SOURCE EXTRACT:

--- START ---

Remembering Pelicans owner Tom Benson

Tom Benson’s legacy includes preserving the NBA in New Orleans

Benson bought NBA franchise from league, keeping it in New Orleans

With the NBA currently soaring in popularity and New Orleans’ professional basketball franchise thriving, it’s easy to forget how bleak the situation once was for the latter in the early 2010s. The then-Hornets’ future was in jeopardy when the NBA was forced to assume ownership of the team, which then was forced to trade perennial All-Star guard Chris Paul. There were reports that the club might be headed elsewhere, with potential out-of-town buyers poised to pounce.

“The objective was to keep it in New Orleans,” remembered Jac Sperling, who was hired by the NBA to help facilitate a deal with a new owner. “If we couldn’t do that, the team would’ve had to be relocated, but that wasn’t the primary option. The primary option was to find a buyer who would keep it in New Orleans.”

--- END ---

DATA TO EXAMINE:

--- START ---

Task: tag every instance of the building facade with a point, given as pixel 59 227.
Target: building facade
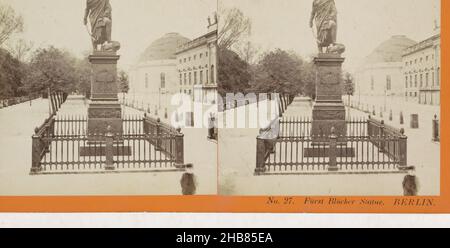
pixel 421 71
pixel 197 66
pixel 172 65
pixel 153 80
pixel 381 73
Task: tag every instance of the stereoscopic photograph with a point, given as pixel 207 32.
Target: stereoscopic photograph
pixel 108 97
pixel 220 98
pixel 329 97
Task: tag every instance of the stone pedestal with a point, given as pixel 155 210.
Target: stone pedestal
pixel 329 109
pixel 104 108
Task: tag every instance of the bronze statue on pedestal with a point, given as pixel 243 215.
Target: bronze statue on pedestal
pixel 99 13
pixel 324 14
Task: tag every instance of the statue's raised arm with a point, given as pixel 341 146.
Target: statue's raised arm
pixel 324 14
pixel 99 14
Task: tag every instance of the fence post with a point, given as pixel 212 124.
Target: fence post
pixel 414 121
pixel 403 149
pixel 436 135
pixel 369 127
pixel 109 150
pixel 158 134
pixel 145 124
pixel 260 156
pixel 382 137
pixel 179 149
pixel 36 151
pixel 332 151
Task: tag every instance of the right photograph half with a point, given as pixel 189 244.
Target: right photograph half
pixel 329 97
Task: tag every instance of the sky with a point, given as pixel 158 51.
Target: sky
pixel 362 24
pixel 136 23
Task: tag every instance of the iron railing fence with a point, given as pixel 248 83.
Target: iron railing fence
pixel 357 155
pixel 369 147
pixel 62 145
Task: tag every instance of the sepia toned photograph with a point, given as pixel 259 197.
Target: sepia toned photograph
pixel 108 97
pixel 329 97
pixel 230 101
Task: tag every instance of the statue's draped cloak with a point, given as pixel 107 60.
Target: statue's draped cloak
pixel 324 10
pixel 98 9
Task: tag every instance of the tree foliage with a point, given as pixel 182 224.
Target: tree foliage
pixel 234 73
pixel 233 25
pixel 10 23
pixel 282 72
pixel 51 68
pixel 11 75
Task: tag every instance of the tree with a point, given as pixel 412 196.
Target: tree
pixel 233 25
pixel 234 75
pixel 278 72
pixel 10 23
pixel 11 75
pixel 20 49
pixel 349 86
pixel 124 82
pixel 248 52
pixel 52 68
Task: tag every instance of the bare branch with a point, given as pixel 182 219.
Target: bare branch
pixel 10 23
pixel 233 26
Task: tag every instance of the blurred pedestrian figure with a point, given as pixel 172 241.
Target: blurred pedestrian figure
pixel 189 181
pixel 410 182
pixel 211 127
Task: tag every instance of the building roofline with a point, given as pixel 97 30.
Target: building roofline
pixel 195 43
pixel 421 45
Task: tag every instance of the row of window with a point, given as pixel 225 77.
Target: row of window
pixel 420 60
pixel 388 83
pixel 187 59
pixel 186 78
pixel 162 80
pixel 412 94
pixel 414 82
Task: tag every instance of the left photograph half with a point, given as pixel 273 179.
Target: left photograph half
pixel 108 97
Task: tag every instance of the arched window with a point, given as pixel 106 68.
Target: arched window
pixel 201 77
pixel 195 77
pixel 372 83
pixel 212 74
pixel 146 80
pixel 163 80
pixel 388 82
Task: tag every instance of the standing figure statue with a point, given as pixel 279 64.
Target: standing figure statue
pixel 324 13
pixel 99 13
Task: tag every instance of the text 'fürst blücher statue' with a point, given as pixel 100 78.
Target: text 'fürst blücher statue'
pixel 99 13
pixel 324 14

--- END ---

INSTRUCTIONS FOR THE TASK:
Using the Tom Benson article, answer each question:
(a) From whom did Benson buy the NBA franchise?
(b) Which perennial All-Star guard was the team forced to trade?
(c) Who was hired by the NBA to help facilitate a deal with a new owner?

EXERCISE RESPONSE:
(a) The league.
(b) Chris Paul.
(c) Jac Sperling.